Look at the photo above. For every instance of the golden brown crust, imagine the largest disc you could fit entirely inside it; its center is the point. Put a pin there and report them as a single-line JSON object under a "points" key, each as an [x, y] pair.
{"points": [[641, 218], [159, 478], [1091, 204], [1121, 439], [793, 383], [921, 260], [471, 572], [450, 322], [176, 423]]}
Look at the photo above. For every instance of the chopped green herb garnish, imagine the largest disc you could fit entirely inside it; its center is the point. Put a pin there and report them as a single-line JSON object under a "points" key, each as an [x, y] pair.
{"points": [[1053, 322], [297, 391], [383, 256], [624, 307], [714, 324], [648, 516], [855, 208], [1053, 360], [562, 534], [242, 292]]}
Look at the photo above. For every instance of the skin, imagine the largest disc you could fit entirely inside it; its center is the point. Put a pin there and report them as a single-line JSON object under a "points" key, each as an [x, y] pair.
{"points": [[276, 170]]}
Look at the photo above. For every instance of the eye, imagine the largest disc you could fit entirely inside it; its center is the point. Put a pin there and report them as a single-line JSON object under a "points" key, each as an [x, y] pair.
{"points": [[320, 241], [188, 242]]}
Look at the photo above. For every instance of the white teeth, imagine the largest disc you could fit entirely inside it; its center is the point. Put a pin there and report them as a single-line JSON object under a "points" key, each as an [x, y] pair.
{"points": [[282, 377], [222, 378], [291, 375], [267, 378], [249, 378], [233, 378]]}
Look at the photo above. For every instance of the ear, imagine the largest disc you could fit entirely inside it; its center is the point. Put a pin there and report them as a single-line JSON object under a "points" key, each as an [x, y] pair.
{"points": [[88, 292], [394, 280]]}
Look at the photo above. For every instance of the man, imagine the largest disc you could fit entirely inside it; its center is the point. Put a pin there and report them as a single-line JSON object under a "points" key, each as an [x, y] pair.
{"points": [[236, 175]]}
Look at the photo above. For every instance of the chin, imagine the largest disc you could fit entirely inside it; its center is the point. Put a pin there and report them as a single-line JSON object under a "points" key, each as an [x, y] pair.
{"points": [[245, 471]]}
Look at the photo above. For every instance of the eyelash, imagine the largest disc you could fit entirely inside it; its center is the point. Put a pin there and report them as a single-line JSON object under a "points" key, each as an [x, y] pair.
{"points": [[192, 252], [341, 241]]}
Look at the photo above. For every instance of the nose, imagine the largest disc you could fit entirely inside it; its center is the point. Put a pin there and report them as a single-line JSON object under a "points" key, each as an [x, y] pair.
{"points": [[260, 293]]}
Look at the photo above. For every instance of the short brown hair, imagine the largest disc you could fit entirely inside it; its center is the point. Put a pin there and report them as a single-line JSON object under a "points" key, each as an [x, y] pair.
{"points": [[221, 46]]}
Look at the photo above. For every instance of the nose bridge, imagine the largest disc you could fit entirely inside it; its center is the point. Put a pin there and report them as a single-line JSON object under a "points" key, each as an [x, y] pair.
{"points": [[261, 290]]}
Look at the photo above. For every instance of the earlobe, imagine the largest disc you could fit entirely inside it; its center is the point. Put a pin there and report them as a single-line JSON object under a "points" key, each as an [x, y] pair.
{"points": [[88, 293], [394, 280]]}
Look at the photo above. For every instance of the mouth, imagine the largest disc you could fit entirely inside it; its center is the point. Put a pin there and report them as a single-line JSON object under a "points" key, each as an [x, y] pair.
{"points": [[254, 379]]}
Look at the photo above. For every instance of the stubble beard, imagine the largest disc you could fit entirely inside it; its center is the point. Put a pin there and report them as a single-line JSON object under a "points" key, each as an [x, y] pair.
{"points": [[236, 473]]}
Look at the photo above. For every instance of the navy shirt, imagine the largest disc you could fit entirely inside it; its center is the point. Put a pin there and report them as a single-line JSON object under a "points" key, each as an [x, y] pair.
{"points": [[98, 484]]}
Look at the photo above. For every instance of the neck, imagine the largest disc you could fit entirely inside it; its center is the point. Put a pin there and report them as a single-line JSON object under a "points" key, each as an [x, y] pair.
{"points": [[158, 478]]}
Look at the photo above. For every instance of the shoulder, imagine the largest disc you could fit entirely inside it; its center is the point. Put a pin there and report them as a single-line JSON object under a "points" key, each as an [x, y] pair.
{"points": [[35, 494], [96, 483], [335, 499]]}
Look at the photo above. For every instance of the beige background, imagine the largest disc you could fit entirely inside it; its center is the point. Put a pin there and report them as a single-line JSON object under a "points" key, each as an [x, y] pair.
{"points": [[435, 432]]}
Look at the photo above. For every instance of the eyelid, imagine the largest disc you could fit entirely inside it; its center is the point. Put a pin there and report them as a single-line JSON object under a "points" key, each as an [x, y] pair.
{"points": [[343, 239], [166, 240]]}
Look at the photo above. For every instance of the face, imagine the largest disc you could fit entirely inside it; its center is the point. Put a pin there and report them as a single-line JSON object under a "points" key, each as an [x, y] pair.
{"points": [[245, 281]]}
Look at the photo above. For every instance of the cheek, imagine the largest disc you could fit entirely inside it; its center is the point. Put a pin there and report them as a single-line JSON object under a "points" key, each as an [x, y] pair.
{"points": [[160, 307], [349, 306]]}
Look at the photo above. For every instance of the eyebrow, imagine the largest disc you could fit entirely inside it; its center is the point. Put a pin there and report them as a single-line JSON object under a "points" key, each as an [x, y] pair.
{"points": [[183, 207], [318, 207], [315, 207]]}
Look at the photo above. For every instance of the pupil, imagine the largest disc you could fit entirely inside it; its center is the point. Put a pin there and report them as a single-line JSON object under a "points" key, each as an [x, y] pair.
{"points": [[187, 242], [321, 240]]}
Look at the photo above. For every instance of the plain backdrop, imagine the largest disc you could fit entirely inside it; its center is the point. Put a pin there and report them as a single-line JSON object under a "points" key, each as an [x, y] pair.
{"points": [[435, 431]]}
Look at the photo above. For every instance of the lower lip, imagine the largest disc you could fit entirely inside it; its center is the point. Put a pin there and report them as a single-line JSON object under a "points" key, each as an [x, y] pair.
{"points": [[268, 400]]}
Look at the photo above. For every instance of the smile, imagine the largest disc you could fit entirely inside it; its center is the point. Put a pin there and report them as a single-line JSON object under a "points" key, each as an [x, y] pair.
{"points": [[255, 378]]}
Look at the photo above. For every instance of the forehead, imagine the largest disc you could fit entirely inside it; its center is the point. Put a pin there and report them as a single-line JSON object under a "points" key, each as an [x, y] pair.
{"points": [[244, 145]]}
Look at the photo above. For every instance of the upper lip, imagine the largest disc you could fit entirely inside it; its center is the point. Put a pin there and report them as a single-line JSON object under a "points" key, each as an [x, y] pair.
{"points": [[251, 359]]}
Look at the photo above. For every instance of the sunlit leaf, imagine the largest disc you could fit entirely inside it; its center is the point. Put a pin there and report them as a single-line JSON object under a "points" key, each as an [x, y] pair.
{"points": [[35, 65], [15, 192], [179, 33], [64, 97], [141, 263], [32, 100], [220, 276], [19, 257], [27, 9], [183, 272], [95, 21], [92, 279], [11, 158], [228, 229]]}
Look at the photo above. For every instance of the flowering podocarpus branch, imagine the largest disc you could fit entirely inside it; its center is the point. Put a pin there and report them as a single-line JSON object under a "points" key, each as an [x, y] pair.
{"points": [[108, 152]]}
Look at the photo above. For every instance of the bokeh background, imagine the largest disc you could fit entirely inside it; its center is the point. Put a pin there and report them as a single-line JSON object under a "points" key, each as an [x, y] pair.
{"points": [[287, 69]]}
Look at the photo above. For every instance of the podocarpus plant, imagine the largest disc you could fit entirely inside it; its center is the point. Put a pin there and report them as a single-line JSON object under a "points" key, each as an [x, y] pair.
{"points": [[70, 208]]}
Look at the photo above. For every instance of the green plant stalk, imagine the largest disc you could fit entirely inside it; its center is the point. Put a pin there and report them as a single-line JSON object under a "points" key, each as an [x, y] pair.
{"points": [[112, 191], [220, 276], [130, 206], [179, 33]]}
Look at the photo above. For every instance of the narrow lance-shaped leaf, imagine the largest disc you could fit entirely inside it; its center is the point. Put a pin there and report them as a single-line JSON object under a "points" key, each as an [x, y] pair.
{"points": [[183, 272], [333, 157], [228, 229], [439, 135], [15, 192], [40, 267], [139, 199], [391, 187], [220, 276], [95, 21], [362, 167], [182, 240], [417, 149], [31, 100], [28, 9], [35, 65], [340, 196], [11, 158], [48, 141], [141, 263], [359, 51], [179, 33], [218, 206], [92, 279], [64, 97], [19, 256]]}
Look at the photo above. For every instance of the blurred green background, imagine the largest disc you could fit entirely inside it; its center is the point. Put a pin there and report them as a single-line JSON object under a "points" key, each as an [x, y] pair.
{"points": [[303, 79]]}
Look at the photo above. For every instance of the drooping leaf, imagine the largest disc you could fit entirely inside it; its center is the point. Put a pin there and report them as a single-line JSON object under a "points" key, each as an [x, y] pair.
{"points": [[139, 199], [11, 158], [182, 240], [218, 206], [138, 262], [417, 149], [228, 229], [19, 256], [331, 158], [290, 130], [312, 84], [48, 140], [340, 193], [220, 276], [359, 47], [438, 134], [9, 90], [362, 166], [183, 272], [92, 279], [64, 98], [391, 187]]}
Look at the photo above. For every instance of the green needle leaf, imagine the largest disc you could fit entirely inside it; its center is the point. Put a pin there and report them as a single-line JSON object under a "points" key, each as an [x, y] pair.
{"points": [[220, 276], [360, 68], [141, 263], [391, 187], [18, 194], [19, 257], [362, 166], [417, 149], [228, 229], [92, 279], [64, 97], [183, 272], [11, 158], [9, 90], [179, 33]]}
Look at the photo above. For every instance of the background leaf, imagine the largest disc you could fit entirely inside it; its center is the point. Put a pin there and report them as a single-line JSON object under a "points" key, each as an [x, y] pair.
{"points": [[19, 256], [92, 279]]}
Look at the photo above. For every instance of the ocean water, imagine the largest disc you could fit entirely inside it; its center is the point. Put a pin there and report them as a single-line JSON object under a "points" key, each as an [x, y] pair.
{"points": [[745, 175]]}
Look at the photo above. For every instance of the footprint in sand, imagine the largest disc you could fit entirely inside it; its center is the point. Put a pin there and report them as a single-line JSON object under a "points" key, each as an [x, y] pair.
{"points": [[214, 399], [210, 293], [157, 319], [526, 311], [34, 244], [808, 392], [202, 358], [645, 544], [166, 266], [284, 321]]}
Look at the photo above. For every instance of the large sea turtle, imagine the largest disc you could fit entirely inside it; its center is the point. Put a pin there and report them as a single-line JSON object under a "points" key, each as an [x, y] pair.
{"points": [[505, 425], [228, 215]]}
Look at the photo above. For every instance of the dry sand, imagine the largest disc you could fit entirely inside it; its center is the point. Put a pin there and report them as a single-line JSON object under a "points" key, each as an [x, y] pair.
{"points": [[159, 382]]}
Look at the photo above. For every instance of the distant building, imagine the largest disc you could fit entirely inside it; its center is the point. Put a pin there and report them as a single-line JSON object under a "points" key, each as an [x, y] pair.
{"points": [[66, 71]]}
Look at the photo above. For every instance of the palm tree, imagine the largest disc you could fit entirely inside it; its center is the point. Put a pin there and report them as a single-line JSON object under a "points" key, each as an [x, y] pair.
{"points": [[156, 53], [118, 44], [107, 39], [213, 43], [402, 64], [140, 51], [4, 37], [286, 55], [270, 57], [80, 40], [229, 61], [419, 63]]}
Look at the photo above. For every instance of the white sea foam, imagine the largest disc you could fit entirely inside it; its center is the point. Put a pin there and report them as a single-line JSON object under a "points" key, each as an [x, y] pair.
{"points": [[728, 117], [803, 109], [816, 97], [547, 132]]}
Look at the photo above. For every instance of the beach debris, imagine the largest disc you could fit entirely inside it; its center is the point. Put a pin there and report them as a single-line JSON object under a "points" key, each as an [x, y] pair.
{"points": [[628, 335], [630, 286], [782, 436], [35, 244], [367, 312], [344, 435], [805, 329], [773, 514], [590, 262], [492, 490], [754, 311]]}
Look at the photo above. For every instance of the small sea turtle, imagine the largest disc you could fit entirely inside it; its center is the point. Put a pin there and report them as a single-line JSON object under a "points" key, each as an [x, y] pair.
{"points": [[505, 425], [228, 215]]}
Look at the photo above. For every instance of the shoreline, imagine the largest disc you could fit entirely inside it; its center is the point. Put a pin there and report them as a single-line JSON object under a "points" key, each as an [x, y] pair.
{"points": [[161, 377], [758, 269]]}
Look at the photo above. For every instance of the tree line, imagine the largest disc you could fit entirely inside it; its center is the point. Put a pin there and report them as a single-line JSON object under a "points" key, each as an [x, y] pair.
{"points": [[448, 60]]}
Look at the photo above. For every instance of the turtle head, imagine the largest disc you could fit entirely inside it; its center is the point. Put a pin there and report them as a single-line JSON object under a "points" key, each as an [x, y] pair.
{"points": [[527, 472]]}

YOUR OBJECTIVE: Retype, exactly and only, the lines running from the one with "Look at the photo above. For every instance of the beach" through the final line of the listing above.

RESULT OF THIS EXERCISE:
Look at the photo above. For every instance of the beach debris, imagine the largest disc you could fit entirely inside it; its center is the point. Put a pin there and report them as a single-line JSON object under a "points" key, each as an [x, y] pair.
{"points": [[628, 335], [630, 286], [782, 436], [35, 244], [367, 312], [344, 435], [805, 329], [773, 514], [590, 262], [492, 490], [754, 311]]}
Look at the photo above. For every instance of the small sea turtle, imagine the largest disc you could fit entirely inside it; its center is the point. Put a pin there and report them as a single-line JSON object under a "points" key, each as an [x, y] pair.
{"points": [[505, 425], [228, 215]]}
Look at the photo above. For every instance of the shoreline, imagine the largest disc you could fit entirely inside it; its center is the point. Put a pin there and report them as a single-line JSON object under a "points" key, each as an [x, y] pair.
{"points": [[161, 377], [758, 269]]}
Look at the photo above. For every instance of the tree line, imagine the largest disc you could fit entirely inside it; its center is the point. Put a pin there and report them as a single-line JSON object under a "points" key, each as an [x, y] pair.
{"points": [[448, 60]]}
Look at the photo above. For every instance of the turtle head, imagine the largest disc you could fit entirely inside it; its center is the point. Put a pin there and report them as a single-line JSON object under a "points" key, each as an [x, y] pair.
{"points": [[527, 472]]}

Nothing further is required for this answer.